Information:
■ ■ ■ ■ ■ ■ ■

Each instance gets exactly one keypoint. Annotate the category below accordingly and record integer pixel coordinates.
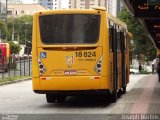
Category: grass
(7, 79)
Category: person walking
(140, 68)
(158, 70)
(154, 64)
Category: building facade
(50, 4)
(16, 10)
(112, 6)
(87, 4)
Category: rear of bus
(67, 52)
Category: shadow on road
(83, 102)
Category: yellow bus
(77, 52)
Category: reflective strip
(98, 66)
(42, 69)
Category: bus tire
(50, 98)
(114, 96)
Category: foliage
(3, 30)
(15, 48)
(21, 27)
(142, 44)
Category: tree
(14, 48)
(3, 30)
(143, 45)
(21, 27)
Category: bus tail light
(42, 69)
(98, 66)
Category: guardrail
(18, 66)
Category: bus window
(69, 28)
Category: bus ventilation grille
(98, 67)
(42, 69)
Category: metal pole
(6, 11)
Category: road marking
(142, 103)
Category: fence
(18, 66)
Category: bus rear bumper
(70, 83)
(73, 92)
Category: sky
(64, 2)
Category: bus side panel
(111, 78)
(105, 81)
(119, 66)
(128, 38)
(35, 72)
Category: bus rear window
(69, 28)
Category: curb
(11, 82)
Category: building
(2, 10)
(112, 6)
(87, 4)
(16, 10)
(50, 4)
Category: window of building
(22, 12)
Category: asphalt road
(20, 102)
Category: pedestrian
(154, 64)
(158, 71)
(140, 68)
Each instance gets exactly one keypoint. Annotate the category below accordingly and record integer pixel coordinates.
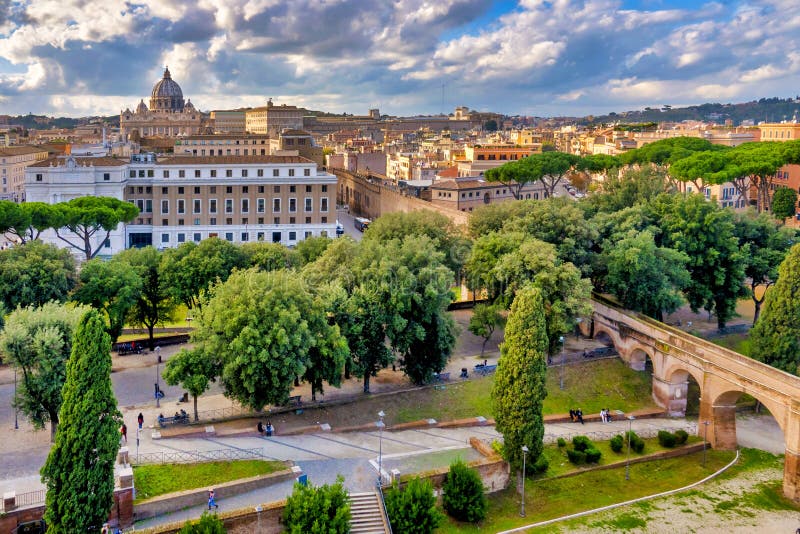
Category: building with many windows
(280, 199)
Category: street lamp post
(158, 387)
(522, 505)
(705, 436)
(628, 461)
(563, 356)
(380, 425)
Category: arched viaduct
(723, 375)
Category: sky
(405, 57)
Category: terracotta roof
(20, 150)
(211, 160)
(82, 162)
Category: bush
(318, 509)
(576, 457)
(208, 524)
(581, 443)
(462, 494)
(413, 509)
(541, 465)
(592, 455)
(666, 439)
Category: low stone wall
(195, 497)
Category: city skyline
(532, 57)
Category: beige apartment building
(272, 119)
(13, 161)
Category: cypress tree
(79, 472)
(519, 384)
(775, 339)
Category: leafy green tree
(705, 233)
(645, 277)
(412, 509)
(111, 287)
(207, 524)
(485, 319)
(775, 339)
(35, 273)
(191, 269)
(79, 471)
(462, 493)
(519, 385)
(768, 243)
(79, 221)
(194, 371)
(784, 203)
(37, 342)
(318, 510)
(263, 328)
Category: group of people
(267, 430)
(576, 416)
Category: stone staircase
(366, 514)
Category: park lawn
(553, 498)
(154, 480)
(590, 385)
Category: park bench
(485, 369)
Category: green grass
(154, 480)
(553, 498)
(591, 386)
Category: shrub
(462, 494)
(413, 509)
(208, 524)
(581, 443)
(666, 439)
(576, 457)
(541, 465)
(592, 455)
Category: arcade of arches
(723, 376)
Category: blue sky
(532, 57)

■ ■ ■ ■ ■ ■ ■

What is expected: Without including any picture, print every record exactly as written above.

Exercise answer:
Each instance gets exactly one keypoint. Annotate the category below accordingly and record integer pixel coordinates.
Category: grass
(7, 79)
Category: person walking
(140, 68)
(158, 70)
(154, 64)
Category: building facade
(50, 4)
(16, 10)
(112, 6)
(87, 4)
Category: rear of bus
(67, 52)
Category: shadow on road
(83, 102)
Category: yellow bus
(77, 52)
Category: reflective strip
(98, 66)
(42, 69)
Category: bus tire
(50, 98)
(114, 96)
Category: foliage
(3, 30)
(15, 48)
(21, 27)
(142, 44)
Category: tree
(14, 48)
(3, 30)
(143, 45)
(21, 27)
Category: bus tail light
(42, 69)
(98, 66)
Category: guardrail
(18, 66)
Category: bus window
(69, 28)
Category: bus ventilation grille
(98, 67)
(42, 69)
Category: metal pole
(6, 11)
Category: road marking
(142, 103)
Category: fence
(18, 66)
Category: bus rear bumper
(70, 83)
(73, 92)
Category: sky
(64, 2)
Category: bus side panel
(111, 78)
(105, 81)
(119, 66)
(128, 38)
(35, 72)
Category: bus rear window
(69, 28)
Category: curb
(11, 82)
Category: building
(2, 10)
(112, 6)
(87, 4)
(16, 10)
(50, 4)
Category: window of building
(22, 12)
Category: asphalt road
(20, 102)
Category: pedestrian
(154, 64)
(158, 71)
(140, 68)
Each instance gets exactly one keypoint. Annotate the category below accordingly and record integer pixel coordinates.
Category: building with many windows
(280, 199)
Category: street lamp post
(158, 387)
(522, 505)
(705, 436)
(628, 461)
(563, 356)
(380, 425)
Category: arched viaduct
(723, 375)
Category: sky
(405, 57)
Category: terracotta roof
(20, 150)
(211, 160)
(82, 162)
Category: bush
(318, 509)
(576, 457)
(208, 524)
(581, 443)
(462, 494)
(413, 509)
(541, 465)
(592, 455)
(666, 439)
Category: low stone wall
(195, 497)
Category: city skyline
(532, 57)
Category: beige apartment building
(272, 119)
(13, 161)
Category: cypress tree
(79, 472)
(519, 384)
(775, 339)
Category: leafy green tree
(705, 233)
(645, 277)
(412, 509)
(111, 287)
(207, 524)
(485, 319)
(775, 339)
(35, 273)
(191, 269)
(79, 471)
(462, 493)
(519, 385)
(768, 243)
(79, 221)
(194, 371)
(784, 203)
(37, 342)
(318, 510)
(263, 328)
Category: group of people
(267, 430)
(576, 416)
Category: stone staircase
(366, 514)
Category: park lawn
(553, 498)
(154, 480)
(590, 385)
Category: park bench
(485, 369)
Category: green grass
(154, 480)
(553, 498)
(591, 386)
Category: shrub
(462, 494)
(413, 509)
(208, 524)
(581, 443)
(666, 439)
(576, 457)
(541, 465)
(592, 455)
Category: arcade of arches
(723, 376)
Category: blue sky
(532, 57)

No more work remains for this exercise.